Print the data below line for line, leaving every character unchanged.

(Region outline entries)
>>>

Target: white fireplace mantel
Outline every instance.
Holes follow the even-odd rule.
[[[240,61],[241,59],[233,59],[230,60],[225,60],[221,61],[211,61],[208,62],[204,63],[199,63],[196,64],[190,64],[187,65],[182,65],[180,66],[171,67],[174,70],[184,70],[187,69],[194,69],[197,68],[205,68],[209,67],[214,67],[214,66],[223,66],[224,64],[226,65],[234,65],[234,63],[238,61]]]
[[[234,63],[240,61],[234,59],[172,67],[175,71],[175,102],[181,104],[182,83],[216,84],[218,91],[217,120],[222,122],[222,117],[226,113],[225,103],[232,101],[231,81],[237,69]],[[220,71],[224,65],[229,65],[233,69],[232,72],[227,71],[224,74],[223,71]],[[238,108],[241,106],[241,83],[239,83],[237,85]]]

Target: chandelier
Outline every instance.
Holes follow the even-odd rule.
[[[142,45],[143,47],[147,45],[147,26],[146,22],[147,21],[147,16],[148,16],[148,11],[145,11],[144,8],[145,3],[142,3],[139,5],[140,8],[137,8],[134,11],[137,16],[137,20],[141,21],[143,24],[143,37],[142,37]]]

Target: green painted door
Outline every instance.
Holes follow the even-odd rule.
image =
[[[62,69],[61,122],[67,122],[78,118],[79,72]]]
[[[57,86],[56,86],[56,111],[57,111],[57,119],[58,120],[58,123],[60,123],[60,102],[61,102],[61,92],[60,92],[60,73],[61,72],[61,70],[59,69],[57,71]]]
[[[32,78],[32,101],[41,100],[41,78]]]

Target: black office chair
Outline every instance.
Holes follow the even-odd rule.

<<<

> **Solution to this problem**
Target: white fireplace mantel
Outline every instance.
Holes follow the even-odd rule.
[[[240,61],[241,59],[233,59],[230,60],[225,60],[221,61],[211,61],[208,62],[204,63],[199,63],[196,64],[190,64],[187,65],[182,65],[180,66],[171,67],[174,70],[184,70],[187,69],[194,69],[197,68],[205,68],[209,67],[214,67],[214,66],[223,66],[224,64],[226,65],[234,65],[234,63],[238,61]]]
[[[234,63],[240,61],[234,59],[172,67],[175,71],[175,102],[181,104],[182,83],[216,84],[218,91],[217,120],[222,122],[222,117],[226,113],[225,103],[232,101],[231,81],[237,69]],[[220,71],[224,65],[229,65],[233,69],[232,72],[227,71],[224,74],[223,71]],[[238,108],[241,106],[241,83],[239,83],[237,85]]]

Target: chandelier
Outline every instance.
Holes follow the even-odd rule.
[[[142,45],[143,47],[147,45],[147,26],[146,22],[147,21],[147,16],[148,16],[148,11],[145,11],[144,8],[145,3],[142,3],[139,5],[140,8],[137,8],[134,11],[137,16],[137,20],[141,21],[143,24],[143,37],[142,37]]]

Target: green painted door
Outline every instance.
Holes follow the even-odd rule.
image =
[[[62,69],[61,122],[67,122],[78,118],[79,72]]]
[[[57,86],[56,86],[56,111],[57,111],[57,119],[58,120],[58,123],[60,123],[60,102],[61,102],[61,92],[60,92],[60,73],[61,72],[61,70],[59,69],[57,71]]]
[[[32,78],[32,101],[41,100],[41,78]]]

Target: black office chair
Outline every instance.
Holes follow the even-odd rule.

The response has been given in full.